Task directions: What follows is a block of records; reproduce all of it verbatim.

^^^^

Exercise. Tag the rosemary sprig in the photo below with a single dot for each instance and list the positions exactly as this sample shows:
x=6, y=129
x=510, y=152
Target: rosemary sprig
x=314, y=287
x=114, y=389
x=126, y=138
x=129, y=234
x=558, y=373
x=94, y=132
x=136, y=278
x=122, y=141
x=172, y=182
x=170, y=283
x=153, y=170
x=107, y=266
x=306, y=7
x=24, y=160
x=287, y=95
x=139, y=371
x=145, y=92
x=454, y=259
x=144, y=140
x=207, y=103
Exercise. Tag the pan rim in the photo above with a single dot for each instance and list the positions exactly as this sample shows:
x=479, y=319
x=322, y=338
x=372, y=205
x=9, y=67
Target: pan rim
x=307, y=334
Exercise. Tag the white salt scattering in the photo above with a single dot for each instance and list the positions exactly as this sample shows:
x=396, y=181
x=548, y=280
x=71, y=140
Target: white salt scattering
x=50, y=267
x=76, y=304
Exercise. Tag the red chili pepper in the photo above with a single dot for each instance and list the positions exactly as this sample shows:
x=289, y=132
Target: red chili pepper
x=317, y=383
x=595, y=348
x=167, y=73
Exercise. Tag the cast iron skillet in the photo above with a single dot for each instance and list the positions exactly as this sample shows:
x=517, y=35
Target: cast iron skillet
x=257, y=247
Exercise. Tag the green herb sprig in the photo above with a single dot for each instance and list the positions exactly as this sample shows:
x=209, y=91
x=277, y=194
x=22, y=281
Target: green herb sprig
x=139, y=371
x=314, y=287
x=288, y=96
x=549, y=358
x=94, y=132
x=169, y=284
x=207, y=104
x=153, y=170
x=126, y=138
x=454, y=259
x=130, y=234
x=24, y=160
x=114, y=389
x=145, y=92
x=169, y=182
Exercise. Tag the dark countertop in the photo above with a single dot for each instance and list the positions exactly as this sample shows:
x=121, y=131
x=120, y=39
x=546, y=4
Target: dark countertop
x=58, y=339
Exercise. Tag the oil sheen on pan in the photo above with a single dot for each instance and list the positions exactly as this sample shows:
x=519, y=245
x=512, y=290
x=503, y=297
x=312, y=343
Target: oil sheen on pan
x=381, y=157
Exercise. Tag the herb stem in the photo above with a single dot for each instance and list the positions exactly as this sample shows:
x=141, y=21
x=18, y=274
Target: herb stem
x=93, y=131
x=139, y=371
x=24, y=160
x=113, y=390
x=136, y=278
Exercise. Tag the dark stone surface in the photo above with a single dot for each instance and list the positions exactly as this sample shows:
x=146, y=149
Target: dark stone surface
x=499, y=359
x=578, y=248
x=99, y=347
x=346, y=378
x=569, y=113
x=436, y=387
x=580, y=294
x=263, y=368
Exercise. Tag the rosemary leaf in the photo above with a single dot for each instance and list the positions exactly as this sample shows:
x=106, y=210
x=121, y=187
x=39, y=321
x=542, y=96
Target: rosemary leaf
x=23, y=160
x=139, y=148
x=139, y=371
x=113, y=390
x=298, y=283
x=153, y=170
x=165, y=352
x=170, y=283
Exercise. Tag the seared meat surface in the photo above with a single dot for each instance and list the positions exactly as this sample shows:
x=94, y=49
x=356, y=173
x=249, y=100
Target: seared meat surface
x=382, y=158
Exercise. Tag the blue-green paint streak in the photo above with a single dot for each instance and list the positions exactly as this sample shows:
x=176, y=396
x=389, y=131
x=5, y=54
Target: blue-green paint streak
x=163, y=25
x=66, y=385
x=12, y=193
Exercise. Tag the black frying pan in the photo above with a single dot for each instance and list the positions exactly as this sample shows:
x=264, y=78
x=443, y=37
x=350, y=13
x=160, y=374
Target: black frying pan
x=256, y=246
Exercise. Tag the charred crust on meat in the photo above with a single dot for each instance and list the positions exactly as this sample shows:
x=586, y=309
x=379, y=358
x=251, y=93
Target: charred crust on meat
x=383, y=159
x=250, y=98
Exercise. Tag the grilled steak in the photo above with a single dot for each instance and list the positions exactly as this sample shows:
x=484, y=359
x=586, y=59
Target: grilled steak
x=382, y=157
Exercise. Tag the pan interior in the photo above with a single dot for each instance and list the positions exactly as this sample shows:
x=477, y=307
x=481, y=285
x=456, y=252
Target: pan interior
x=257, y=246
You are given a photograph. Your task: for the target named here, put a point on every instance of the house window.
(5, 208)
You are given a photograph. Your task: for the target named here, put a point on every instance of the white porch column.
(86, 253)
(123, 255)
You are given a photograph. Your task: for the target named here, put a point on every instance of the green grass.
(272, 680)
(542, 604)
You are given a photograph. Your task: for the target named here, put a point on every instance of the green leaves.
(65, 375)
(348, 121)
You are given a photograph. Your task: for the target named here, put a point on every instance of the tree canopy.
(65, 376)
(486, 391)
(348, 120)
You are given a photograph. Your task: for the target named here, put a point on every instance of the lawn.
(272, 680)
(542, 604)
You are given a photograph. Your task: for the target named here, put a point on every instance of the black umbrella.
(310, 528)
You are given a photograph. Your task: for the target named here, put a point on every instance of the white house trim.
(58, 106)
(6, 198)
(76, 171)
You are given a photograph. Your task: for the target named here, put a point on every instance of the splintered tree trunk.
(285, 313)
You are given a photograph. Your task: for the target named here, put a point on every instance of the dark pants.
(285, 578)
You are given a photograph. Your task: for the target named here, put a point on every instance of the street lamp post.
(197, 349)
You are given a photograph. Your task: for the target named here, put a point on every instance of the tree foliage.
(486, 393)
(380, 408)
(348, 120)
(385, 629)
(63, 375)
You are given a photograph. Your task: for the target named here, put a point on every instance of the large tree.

^^^^

In response:
Exercise. Tag the rosemary sprig in the photo below with a single dot for each instance and list the positions exactly as this sample shows:
x=6, y=129
x=510, y=152
Target: rosemary sprig
x=314, y=287
x=114, y=389
x=126, y=138
x=129, y=234
x=558, y=373
x=94, y=132
x=136, y=278
x=122, y=141
x=172, y=182
x=170, y=283
x=153, y=170
x=107, y=266
x=306, y=7
x=24, y=160
x=287, y=95
x=139, y=371
x=145, y=92
x=454, y=259
x=144, y=140
x=207, y=103
Exercise. Tag the pan rim in the photo above with a single dot for each instance and list the positions exactly as this sample shows:
x=479, y=319
x=322, y=338
x=372, y=205
x=9, y=67
Target: pan rim
x=307, y=334
Exercise. Tag the white salt scattering in the photo above with a single dot for each instance and list the positions exactly as this sample shows:
x=396, y=181
x=548, y=280
x=71, y=140
Target: white salt scattering
x=50, y=267
x=76, y=304
Exercise. Tag the red chili pepper in the photo above with a single dot for each instance and list the positions exactly as this sample shows:
x=289, y=132
Target: red chili pepper
x=317, y=383
x=595, y=348
x=167, y=73
Exercise. Tag the cast iron skillet in the photo above with a single dot for each instance and list the positions exactly as this sample shows:
x=517, y=35
Target: cast iron skillet
x=257, y=247
Exercise. Tag the green herb sprig in the photo above with a single dot for each instance and list the positions exactly as this sample shows:
x=209, y=91
x=277, y=194
x=22, y=281
Target: green herb sprig
x=139, y=371
x=314, y=287
x=288, y=96
x=549, y=358
x=94, y=132
x=169, y=284
x=207, y=104
x=153, y=170
x=126, y=138
x=454, y=259
x=130, y=234
x=24, y=160
x=114, y=389
x=145, y=92
x=169, y=182
Exercise. Tag the dark countertop in the photo above with a single dot for each instance and list the positions exactly as this sample shows:
x=121, y=131
x=120, y=39
x=546, y=4
Target: dark countertop
x=58, y=339
Exercise. Tag the oil sheen on pan in the photo above with a single dot for each instance and list the positions exactly as this sample shows:
x=519, y=245
x=512, y=290
x=503, y=297
x=312, y=343
Target: oil sheen on pan
x=381, y=157
Exercise. Tag the herb stem in the photo above with a single dot for each instance and list the positions exactly as this sample shows:
x=141, y=21
x=18, y=274
Target: herb stem
x=93, y=131
x=139, y=371
x=24, y=160
x=113, y=390
x=136, y=278
Exercise. Tag the dark stone surface in the photo above with a single dot for each instance and list the positions exactly as this sample shows:
x=146, y=149
Target: dark stone surface
x=499, y=359
x=578, y=248
x=99, y=347
x=346, y=378
x=569, y=113
x=436, y=387
x=580, y=294
x=263, y=368
Exercise. Tag the rosemary leaf in the photo above with a single dot for each instance and list the positions exactly as this sample shows:
x=106, y=210
x=121, y=187
x=39, y=321
x=542, y=96
Target: rosemary leaf
x=23, y=160
x=139, y=148
x=139, y=371
x=113, y=390
x=298, y=283
x=153, y=170
x=165, y=352
x=170, y=283
Exercise. Tag the seared meat surface in the photo above with a single dot for each instance and list the positions exactly as this sample shows:
x=94, y=49
x=356, y=173
x=249, y=100
Target: seared meat surface
x=382, y=158
Exercise. Tag the blue-green paint streak in the photo above with a single dot for each instance and list the positions exactly as this sample shows:
x=176, y=396
x=389, y=131
x=5, y=54
Target: blue-green paint streak
x=163, y=25
x=66, y=385
x=12, y=193
Exercise. Tag the black frying pan in the photo above with a single dot for each instance and list the positions exactly as this sample shows:
x=264, y=78
x=443, y=37
x=350, y=13
x=160, y=374
Target: black frying pan
x=256, y=246
Exercise. Tag the charred crust on meat in the photo above with a single dot for each instance and list the positions exactly as this sample shows:
x=586, y=309
x=379, y=358
x=251, y=93
Target: charred crust on meat
x=383, y=159
x=250, y=98
Exercise. Tag the grilled steak in the photo above with a single dot for each instance and list the positions exactly as this sample shows:
x=484, y=359
x=586, y=59
Target: grilled steak
x=382, y=157
Exercise. Tag the pan interior in the photo above with a single dot for each instance and list the positions exactly as this sample shows:
x=477, y=307
x=481, y=285
x=456, y=252
Target: pan interior
x=257, y=246
You are given a photograph. Your task: for the target named here, put a point on every instance of the house window.
(5, 208)
You are given a photograph. Your task: for the target named here, put a point on every instance of the white porch column.
(86, 253)
(123, 255)
You are given a photograph. Your task: for the target named here, put a point on every instance of the green grass.
(272, 680)
(542, 604)
You are given a photograph. Your task: for the target named here, put a point on every instance of the green leaves.
(65, 375)
(348, 121)
You are given a photograph. Your task: for the target named here, put a point on every instance of the tree canopy.
(65, 376)
(486, 391)
(348, 120)
You are given a photograph. Your task: for the target named here, put a point on every instance of the lawn.
(272, 680)
(542, 604)
You are given a photograph. Your task: for the target named here, put a point on every instance of the black umbrella.
(310, 528)
You are given a photograph. Your task: for the target named here, put a point on every instance of the white house trim.
(58, 106)
(6, 198)
(76, 171)
You are given a photograph. Your task: for the target named here, put a point on every instance of the splintered tree trunk.
(285, 313)
You are given a photograph. Your task: for the target named here, put a point on every instance of the dark pants.
(285, 578)
You are given a photograph. Your task: for the target named here, put a point on every instance of the street lamp post.
(197, 349)
You are given a photograph. Your task: for the target named here, put a point on every instance of the tree foliage.
(486, 393)
(380, 408)
(348, 120)
(385, 629)
(63, 375)
You are given a photograph. Your task: for the target named here, put a point on every instance of the large tree.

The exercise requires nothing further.